■ **EXERCISE PROMPT**
Convert the data below into a JSON list of strings, one per line and with blank lines dropped, starting at the line that contains "Could you please point to the fallen" and ending at the line that contains "column 968, row 680". Include both of those lines and nothing outside that range.
= = = = =
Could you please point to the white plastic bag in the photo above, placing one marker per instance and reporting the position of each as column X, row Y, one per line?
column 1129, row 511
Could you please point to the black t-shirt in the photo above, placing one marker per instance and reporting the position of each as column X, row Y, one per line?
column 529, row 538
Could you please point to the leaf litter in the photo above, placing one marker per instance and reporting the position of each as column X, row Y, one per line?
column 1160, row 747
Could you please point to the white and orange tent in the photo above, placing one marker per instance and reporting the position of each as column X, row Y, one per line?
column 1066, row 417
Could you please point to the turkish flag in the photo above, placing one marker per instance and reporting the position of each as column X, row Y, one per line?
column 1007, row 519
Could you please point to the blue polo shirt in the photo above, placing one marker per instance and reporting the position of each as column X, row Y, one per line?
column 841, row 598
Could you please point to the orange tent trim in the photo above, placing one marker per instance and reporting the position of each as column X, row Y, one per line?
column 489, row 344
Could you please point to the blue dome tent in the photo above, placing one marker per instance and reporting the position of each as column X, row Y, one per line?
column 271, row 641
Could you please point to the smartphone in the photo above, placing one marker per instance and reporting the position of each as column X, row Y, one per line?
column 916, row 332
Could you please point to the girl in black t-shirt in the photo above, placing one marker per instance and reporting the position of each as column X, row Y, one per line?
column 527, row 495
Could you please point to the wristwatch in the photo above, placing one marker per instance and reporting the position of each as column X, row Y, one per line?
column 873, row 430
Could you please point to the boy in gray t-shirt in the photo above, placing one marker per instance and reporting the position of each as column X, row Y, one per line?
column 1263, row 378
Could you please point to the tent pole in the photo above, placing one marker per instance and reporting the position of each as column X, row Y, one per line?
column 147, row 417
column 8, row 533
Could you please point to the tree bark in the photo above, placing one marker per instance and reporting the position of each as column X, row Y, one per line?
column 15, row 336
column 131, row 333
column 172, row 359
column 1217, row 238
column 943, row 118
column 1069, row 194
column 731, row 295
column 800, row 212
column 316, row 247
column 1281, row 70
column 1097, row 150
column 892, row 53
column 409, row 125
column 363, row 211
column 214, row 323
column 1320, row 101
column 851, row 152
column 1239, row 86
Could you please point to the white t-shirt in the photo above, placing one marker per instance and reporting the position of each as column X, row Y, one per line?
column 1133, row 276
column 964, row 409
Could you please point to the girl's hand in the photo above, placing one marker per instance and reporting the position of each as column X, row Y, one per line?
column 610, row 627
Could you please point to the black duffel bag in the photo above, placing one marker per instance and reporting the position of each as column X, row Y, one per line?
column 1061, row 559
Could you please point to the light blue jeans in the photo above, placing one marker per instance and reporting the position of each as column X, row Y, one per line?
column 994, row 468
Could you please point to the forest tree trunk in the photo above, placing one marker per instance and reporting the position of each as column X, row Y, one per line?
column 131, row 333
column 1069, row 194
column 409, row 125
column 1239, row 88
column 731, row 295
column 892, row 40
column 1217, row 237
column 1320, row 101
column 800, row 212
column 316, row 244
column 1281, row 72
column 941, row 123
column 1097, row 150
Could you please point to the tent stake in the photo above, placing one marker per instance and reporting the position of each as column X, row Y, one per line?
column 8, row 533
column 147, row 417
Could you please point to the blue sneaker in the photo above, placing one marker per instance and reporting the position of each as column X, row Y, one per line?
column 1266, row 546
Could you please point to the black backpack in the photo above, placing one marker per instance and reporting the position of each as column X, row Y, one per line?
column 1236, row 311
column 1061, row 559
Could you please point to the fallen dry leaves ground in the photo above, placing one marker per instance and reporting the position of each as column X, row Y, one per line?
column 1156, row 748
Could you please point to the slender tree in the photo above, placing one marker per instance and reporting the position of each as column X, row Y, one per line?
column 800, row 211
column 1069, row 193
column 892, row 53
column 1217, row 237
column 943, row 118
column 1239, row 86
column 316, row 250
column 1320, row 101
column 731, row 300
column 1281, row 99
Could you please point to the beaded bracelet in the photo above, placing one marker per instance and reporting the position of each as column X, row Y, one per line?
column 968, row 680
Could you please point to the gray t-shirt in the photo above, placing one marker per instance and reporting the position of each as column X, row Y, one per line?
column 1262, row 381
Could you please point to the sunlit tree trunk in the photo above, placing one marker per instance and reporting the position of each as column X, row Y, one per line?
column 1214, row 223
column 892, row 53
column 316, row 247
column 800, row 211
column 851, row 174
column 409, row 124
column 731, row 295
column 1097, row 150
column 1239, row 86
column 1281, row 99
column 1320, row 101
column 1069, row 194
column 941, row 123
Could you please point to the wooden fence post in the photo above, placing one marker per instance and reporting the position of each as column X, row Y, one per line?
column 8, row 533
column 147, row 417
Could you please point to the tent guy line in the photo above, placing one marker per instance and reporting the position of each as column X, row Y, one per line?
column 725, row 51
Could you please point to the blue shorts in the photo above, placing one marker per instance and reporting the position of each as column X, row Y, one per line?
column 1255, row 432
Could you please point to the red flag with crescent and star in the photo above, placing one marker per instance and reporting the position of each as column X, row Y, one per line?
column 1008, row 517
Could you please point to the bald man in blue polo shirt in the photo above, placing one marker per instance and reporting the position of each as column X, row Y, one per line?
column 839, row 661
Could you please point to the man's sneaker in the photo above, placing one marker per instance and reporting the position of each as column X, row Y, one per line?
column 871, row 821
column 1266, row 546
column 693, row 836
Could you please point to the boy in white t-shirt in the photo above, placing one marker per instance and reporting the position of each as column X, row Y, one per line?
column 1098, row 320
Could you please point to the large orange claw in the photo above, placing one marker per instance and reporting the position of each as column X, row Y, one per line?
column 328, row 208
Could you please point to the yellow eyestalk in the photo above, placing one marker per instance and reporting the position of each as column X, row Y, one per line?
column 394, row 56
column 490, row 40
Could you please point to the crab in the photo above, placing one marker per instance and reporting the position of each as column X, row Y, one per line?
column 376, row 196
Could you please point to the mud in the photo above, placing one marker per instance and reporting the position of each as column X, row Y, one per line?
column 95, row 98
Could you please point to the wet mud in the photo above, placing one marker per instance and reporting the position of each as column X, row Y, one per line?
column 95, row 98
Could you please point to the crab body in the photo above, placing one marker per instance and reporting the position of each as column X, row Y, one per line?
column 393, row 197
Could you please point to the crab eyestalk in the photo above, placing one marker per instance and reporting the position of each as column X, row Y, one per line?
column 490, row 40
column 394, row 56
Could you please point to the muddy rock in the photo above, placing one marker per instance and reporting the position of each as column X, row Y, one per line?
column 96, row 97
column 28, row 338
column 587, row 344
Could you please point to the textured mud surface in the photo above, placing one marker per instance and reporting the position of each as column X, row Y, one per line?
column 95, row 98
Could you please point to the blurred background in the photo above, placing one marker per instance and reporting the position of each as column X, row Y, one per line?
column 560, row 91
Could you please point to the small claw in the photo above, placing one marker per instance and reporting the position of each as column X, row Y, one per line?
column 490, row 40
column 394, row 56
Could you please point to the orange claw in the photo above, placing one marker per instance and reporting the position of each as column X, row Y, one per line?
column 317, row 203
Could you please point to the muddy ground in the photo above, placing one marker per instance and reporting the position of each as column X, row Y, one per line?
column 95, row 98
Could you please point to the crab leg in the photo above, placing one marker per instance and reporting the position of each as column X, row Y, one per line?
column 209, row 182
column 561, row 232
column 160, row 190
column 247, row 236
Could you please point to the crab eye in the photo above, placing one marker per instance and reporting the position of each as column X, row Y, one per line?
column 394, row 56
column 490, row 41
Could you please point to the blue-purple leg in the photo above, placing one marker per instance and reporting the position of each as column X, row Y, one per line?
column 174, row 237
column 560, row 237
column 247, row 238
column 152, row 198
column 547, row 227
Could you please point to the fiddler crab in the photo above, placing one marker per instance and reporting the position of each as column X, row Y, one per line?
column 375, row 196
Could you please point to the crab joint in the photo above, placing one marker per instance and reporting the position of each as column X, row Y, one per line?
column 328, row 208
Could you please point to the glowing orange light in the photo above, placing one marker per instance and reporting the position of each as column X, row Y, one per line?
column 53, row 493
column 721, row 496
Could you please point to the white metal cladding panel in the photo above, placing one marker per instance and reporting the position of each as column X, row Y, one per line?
= = = = =
■ **RIGHT ANSWER**
[
  "Could you please point to the fallen dry leaves ground in the photo above, placing one marker per instance and reporting the position of each as column X, row Y, one per line?",
  "column 1156, row 748",
  "Could you please point to the slender tree in the photo above, placing one marker per instance and reporting the position of each as column X, row Y, one per line?",
  "column 800, row 211",
  "column 1069, row 193",
  "column 892, row 53",
  "column 1217, row 237",
  "column 943, row 118",
  "column 1239, row 86",
  "column 316, row 250",
  "column 1320, row 101",
  "column 731, row 300",
  "column 1281, row 99",
  "Could you please point to the beaded bracelet in the photo above, placing one marker per instance and reporting the position of each as column X, row Y, one per line?",
  "column 968, row 680"
]